Work instructions:
Repeat the records below verbatim and include no pictures.

—————

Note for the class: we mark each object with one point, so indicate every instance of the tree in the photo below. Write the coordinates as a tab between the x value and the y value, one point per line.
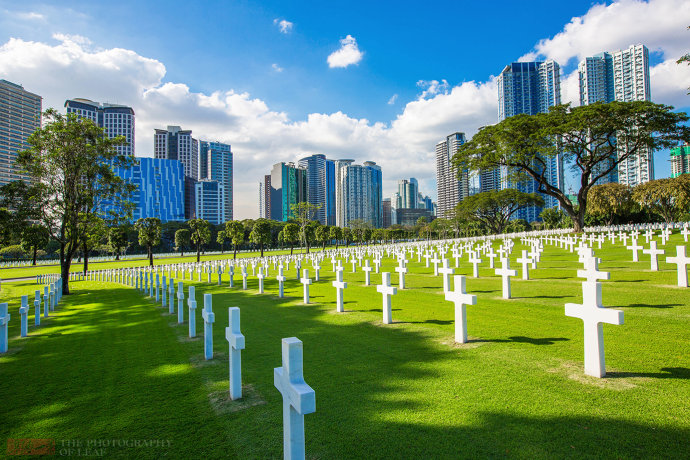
117	239
200	234
181	240
149	229
588	138
610	201
336	233
669	198
70	162
34	237
220	239
304	212
291	234
261	233
235	232
493	209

—————

Solution to this task:
Note for the class: we mark each object with one point, so indicate every instance of the tree in the photo below. Write the coordinates as a tab between the x value and the y value, one point per line.
117	239
200	234
181	240
149	229
588	138
610	201
336	233
669	198
70	162
34	237
220	239
304	212
291	234
261	233
235	232
493	209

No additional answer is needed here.